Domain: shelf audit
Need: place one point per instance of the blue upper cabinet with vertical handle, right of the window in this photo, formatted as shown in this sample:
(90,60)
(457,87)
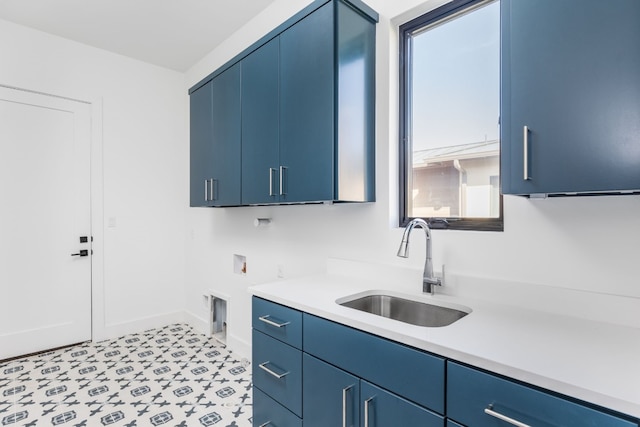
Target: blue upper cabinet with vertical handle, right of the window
(570,96)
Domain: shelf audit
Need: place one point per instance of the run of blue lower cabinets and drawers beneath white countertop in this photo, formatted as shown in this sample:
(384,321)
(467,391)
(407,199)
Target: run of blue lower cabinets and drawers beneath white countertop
(346,377)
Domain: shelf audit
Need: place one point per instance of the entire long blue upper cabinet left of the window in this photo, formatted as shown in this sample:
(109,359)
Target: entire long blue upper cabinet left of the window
(305,114)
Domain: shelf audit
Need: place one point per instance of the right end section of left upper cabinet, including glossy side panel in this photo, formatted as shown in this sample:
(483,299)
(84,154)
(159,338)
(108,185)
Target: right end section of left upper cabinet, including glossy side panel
(327,102)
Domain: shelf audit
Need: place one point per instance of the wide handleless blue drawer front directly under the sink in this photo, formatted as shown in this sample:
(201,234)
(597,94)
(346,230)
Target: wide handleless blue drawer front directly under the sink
(412,374)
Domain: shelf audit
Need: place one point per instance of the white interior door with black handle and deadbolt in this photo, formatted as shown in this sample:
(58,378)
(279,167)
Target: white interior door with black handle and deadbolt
(45,291)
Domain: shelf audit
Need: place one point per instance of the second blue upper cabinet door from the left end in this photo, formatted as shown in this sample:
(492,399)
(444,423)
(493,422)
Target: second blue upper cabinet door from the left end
(225,117)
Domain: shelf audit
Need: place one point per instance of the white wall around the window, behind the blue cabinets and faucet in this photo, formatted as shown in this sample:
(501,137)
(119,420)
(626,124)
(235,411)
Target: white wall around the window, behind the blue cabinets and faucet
(585,243)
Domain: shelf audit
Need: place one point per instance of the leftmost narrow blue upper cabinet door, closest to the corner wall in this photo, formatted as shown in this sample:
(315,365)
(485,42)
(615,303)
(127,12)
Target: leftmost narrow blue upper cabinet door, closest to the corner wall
(201,131)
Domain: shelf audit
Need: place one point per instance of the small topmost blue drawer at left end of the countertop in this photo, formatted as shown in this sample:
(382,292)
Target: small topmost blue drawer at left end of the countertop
(278,321)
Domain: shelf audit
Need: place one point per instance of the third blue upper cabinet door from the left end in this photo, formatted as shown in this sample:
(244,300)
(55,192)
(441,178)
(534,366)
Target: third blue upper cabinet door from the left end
(260,127)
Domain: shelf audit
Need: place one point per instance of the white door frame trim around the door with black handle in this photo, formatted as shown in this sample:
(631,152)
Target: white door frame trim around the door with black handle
(98,326)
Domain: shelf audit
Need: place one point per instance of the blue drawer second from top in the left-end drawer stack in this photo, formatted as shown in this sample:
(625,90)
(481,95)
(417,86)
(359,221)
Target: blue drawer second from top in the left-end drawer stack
(277,371)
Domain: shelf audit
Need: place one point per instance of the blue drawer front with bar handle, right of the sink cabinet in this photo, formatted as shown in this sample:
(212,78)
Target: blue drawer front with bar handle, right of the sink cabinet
(470,392)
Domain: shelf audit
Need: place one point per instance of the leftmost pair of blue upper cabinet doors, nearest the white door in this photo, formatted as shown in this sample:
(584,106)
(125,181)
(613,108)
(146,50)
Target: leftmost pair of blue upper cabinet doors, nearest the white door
(215,141)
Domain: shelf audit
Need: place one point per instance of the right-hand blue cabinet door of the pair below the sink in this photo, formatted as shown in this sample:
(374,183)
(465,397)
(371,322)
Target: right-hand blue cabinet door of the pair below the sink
(383,409)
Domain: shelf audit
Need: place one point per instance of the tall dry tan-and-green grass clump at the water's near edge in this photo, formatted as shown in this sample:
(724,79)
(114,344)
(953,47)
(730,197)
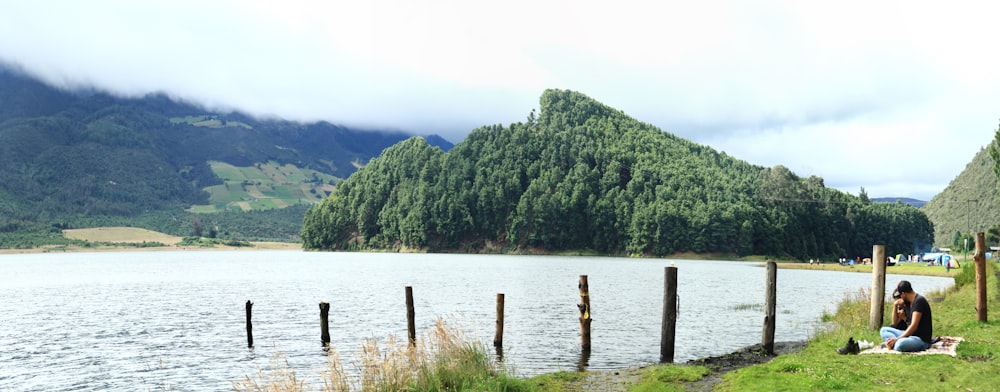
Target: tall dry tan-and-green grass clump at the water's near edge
(444,359)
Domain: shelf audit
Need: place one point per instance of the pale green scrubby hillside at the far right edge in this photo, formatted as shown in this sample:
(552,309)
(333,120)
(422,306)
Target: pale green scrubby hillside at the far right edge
(969,204)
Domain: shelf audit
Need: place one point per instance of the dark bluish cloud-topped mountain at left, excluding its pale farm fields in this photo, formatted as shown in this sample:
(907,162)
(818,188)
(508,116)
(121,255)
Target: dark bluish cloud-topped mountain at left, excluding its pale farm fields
(82,157)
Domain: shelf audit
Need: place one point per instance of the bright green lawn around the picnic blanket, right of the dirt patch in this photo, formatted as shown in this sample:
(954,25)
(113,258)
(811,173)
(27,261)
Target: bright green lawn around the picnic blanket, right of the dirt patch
(818,367)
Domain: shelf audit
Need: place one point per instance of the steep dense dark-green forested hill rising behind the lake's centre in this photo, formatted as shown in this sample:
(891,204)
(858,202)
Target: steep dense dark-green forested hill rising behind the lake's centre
(582,175)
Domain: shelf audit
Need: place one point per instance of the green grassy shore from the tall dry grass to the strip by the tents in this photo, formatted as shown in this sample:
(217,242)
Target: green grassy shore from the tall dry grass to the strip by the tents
(817,366)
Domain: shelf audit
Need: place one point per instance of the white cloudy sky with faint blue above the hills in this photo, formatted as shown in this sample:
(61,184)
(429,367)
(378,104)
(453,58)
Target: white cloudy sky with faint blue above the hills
(895,97)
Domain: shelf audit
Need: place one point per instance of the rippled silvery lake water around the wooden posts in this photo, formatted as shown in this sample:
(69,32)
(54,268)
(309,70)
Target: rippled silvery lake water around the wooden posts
(176,320)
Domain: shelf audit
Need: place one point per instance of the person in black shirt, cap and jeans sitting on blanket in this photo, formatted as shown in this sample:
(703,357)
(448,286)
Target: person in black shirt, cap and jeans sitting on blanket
(917,323)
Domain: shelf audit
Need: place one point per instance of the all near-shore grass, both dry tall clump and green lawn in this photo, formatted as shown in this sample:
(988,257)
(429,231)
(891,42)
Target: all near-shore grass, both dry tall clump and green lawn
(452,363)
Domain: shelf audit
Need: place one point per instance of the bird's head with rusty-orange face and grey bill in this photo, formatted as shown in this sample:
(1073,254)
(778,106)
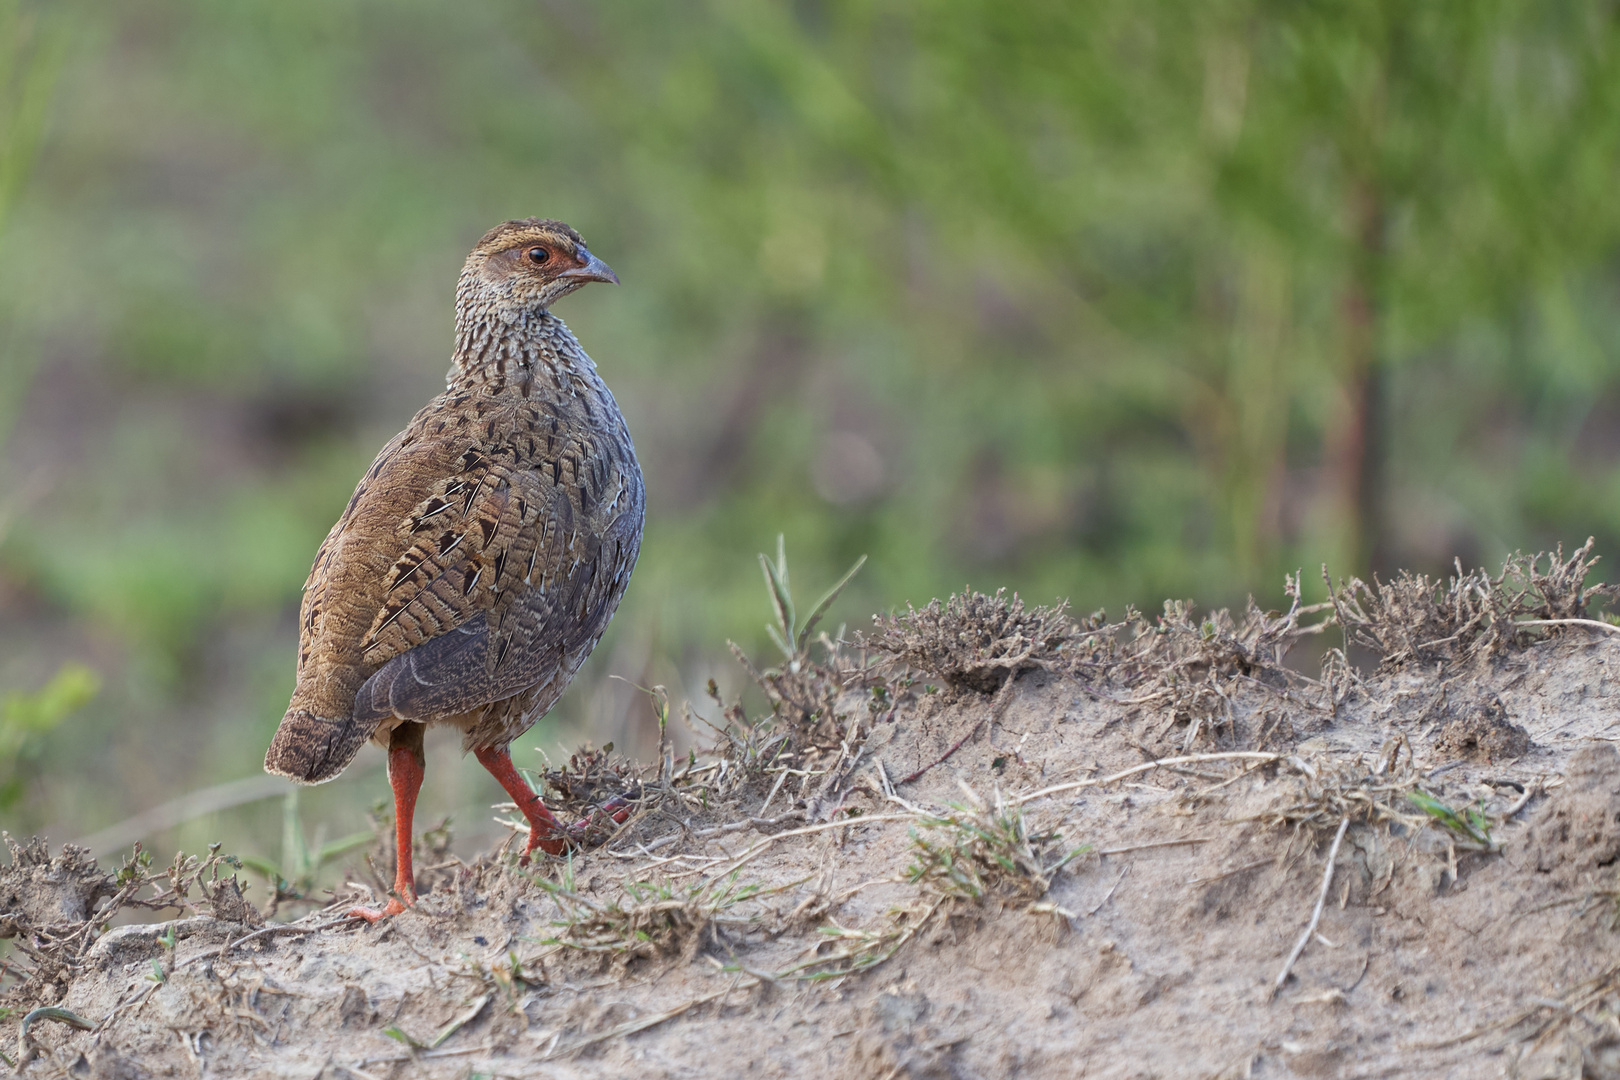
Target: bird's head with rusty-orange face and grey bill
(529,265)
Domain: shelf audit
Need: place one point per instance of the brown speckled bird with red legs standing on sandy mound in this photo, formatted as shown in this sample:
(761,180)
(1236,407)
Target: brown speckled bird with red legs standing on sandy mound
(484,553)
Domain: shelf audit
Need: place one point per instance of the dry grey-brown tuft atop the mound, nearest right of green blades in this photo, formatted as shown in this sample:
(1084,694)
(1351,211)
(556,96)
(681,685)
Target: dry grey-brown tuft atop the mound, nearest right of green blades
(973,640)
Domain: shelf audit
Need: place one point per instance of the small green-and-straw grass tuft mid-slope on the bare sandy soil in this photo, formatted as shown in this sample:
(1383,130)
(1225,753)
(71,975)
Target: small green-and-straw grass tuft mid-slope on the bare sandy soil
(984,849)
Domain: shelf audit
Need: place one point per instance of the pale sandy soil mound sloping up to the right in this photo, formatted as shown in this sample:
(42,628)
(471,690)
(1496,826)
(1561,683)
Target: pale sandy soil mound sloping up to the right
(791,940)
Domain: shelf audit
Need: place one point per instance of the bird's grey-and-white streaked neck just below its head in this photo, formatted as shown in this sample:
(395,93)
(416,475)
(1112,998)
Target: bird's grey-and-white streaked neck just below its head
(497,349)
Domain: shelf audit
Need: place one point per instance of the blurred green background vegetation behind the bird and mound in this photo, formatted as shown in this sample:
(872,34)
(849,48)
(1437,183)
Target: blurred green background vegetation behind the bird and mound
(1109,300)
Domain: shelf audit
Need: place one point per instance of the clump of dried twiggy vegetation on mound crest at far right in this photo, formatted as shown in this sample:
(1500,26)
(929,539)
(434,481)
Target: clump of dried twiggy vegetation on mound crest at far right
(1415,619)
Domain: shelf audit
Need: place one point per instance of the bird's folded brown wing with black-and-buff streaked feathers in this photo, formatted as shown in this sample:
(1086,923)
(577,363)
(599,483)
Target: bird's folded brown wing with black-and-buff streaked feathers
(505,582)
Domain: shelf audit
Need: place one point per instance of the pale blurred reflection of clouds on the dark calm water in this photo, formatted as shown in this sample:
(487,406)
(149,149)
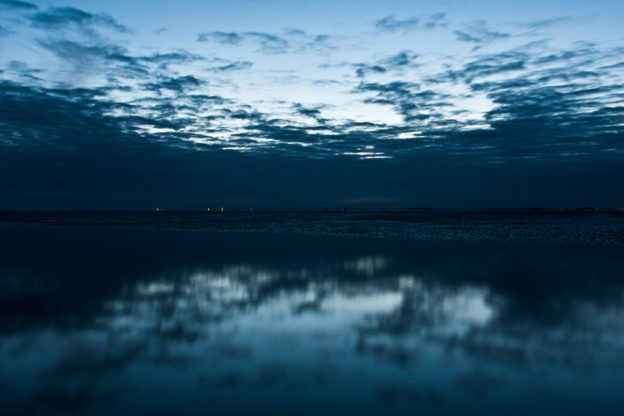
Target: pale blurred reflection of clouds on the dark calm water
(242,328)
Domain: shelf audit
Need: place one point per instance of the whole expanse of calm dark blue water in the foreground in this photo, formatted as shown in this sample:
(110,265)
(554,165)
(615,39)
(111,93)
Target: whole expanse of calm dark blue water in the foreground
(118,321)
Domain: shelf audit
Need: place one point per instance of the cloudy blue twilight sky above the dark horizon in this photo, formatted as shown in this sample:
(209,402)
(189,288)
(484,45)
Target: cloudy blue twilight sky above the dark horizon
(277,104)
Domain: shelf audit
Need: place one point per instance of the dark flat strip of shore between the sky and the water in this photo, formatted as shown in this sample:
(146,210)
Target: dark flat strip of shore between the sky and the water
(593,228)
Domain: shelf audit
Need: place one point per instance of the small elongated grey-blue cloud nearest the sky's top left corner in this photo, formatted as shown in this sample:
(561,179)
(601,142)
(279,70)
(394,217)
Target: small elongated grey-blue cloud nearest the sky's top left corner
(61,17)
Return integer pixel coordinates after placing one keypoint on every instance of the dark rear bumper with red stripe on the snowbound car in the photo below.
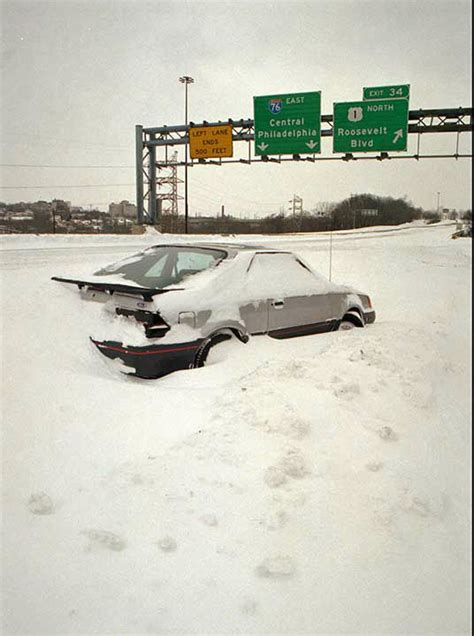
(153, 361)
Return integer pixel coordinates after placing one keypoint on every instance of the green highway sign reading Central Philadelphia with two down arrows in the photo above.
(287, 124)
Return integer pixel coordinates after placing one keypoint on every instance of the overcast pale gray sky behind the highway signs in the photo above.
(77, 76)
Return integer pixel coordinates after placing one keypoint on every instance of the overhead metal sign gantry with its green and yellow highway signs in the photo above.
(290, 127)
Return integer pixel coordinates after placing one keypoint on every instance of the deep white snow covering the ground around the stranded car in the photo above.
(314, 485)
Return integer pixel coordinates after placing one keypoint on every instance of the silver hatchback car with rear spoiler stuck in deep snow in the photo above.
(169, 305)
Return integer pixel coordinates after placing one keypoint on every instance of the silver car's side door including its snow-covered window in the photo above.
(297, 300)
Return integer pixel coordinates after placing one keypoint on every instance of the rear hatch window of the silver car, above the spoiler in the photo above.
(160, 267)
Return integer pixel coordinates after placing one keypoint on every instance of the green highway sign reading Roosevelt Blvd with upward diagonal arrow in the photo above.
(367, 126)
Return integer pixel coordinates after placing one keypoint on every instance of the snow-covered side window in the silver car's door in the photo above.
(282, 274)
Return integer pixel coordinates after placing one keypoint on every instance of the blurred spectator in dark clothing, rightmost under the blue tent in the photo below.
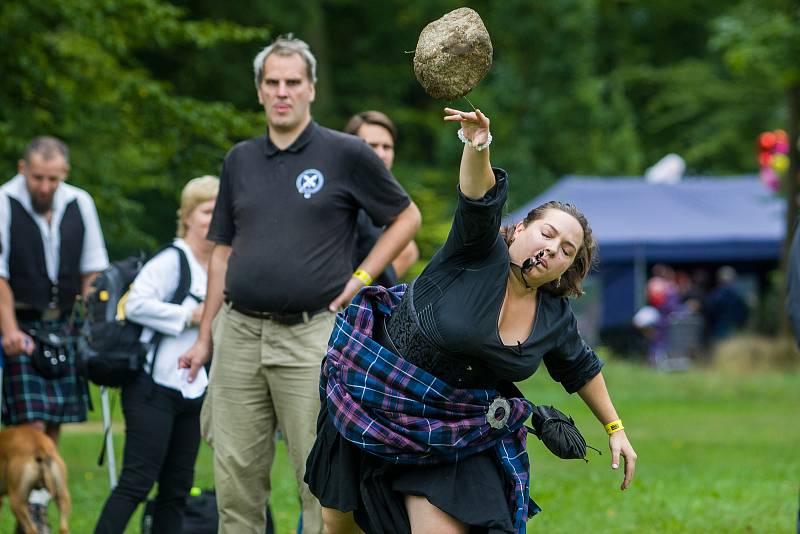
(725, 308)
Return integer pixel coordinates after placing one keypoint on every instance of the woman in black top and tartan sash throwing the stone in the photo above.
(421, 427)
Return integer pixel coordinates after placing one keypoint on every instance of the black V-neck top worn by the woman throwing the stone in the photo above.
(458, 297)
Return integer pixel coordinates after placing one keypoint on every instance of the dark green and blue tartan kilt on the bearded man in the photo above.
(27, 396)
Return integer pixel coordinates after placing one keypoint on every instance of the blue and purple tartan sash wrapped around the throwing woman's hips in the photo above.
(390, 408)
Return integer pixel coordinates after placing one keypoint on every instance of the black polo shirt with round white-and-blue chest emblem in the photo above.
(290, 216)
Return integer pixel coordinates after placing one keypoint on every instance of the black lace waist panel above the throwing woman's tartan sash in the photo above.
(413, 345)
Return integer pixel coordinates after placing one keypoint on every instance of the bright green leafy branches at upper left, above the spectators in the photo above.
(133, 140)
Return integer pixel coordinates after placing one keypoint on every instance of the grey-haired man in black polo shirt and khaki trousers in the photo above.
(284, 227)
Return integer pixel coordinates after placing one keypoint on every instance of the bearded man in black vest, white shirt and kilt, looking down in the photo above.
(52, 248)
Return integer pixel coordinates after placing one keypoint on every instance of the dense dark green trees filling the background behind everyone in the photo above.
(150, 93)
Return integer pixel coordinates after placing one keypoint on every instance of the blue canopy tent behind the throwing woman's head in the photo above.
(697, 220)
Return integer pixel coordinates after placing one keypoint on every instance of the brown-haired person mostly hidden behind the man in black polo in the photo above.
(380, 133)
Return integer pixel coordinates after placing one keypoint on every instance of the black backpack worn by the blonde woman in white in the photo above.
(111, 353)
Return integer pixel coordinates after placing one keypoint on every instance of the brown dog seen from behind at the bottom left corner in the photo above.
(29, 460)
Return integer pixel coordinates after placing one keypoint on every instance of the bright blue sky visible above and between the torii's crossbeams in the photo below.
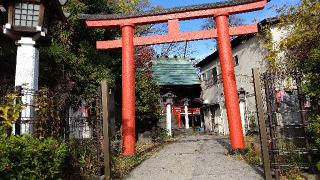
(204, 48)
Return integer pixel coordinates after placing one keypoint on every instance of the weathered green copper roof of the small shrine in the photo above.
(174, 72)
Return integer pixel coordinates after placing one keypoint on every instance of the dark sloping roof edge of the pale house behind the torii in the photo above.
(238, 41)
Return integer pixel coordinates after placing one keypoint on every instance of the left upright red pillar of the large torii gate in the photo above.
(128, 90)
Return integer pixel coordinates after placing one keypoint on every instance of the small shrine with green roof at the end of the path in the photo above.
(180, 91)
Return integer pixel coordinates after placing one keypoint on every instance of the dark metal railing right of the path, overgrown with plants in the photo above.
(287, 141)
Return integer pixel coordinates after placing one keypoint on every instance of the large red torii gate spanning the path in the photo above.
(220, 11)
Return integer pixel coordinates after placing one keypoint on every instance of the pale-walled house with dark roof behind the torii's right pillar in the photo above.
(248, 52)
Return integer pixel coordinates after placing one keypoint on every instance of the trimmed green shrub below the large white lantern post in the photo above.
(26, 157)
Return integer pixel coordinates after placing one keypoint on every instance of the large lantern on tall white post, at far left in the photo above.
(27, 21)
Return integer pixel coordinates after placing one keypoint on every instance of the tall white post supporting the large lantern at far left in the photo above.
(27, 74)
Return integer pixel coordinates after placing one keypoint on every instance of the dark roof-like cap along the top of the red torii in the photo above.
(167, 11)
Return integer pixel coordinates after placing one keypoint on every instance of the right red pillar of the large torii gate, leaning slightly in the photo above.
(229, 82)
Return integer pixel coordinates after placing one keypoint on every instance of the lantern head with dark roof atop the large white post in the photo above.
(30, 18)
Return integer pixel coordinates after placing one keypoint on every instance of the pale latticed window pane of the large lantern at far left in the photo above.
(26, 14)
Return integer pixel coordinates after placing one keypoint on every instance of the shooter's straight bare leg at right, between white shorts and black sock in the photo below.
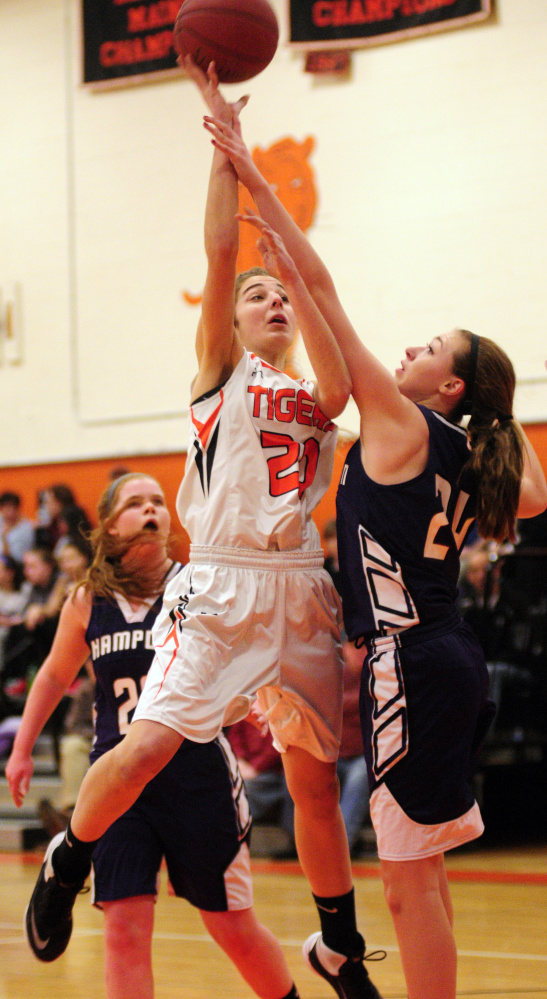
(320, 834)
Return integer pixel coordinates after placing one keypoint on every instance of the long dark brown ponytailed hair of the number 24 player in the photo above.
(497, 448)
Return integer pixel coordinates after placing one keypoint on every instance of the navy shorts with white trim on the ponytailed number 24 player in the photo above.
(425, 711)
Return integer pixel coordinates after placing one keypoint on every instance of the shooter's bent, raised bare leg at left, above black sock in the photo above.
(115, 781)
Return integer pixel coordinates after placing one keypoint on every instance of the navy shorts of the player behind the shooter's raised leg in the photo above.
(194, 814)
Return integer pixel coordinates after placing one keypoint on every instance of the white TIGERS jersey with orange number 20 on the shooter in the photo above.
(260, 458)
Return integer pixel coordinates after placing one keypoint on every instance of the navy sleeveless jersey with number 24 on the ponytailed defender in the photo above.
(399, 544)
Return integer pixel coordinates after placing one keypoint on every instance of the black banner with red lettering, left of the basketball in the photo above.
(124, 41)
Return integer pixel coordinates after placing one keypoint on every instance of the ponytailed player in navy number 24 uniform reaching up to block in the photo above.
(410, 491)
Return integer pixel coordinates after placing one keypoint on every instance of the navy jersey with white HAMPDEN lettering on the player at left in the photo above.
(121, 647)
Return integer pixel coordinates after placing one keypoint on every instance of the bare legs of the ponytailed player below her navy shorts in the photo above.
(417, 895)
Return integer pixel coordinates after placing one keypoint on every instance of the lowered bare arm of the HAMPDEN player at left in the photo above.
(67, 656)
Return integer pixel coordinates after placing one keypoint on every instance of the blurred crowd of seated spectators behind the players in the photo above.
(502, 595)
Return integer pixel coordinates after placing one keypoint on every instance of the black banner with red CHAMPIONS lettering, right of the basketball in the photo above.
(338, 24)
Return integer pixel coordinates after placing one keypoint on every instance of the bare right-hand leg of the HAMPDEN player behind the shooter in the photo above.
(253, 949)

==========

▸ **Problem**: Write out each line of the listing above, exactly, from its first line to the line holding "Need: place one point per instance of the entire", inclusive. Skip the pictures.

▸ **Solution to this task**:
Domain: shelf audit
Need: place one point per instance of the blue upper cabinet with vertical handle, right of the window in this photo, formatted as shown in this sample:
(90,60)
(457,87)
Target: blue upper cabinet with vertical handle, right of the window
(570,96)
Domain: shelf audit
Need: place one point per instance of the run of blue lower cabinets and drawers beneath white countertop in this photo, formatted as shown in this sample:
(384,321)
(467,391)
(407,199)
Target: run of blue lower cabinets and drawers beneath white countertop
(346,377)
Domain: shelf audit
Need: place one point per instance of the entire long blue upper cabinet left of the window in this photo, formatted as shown in this sample:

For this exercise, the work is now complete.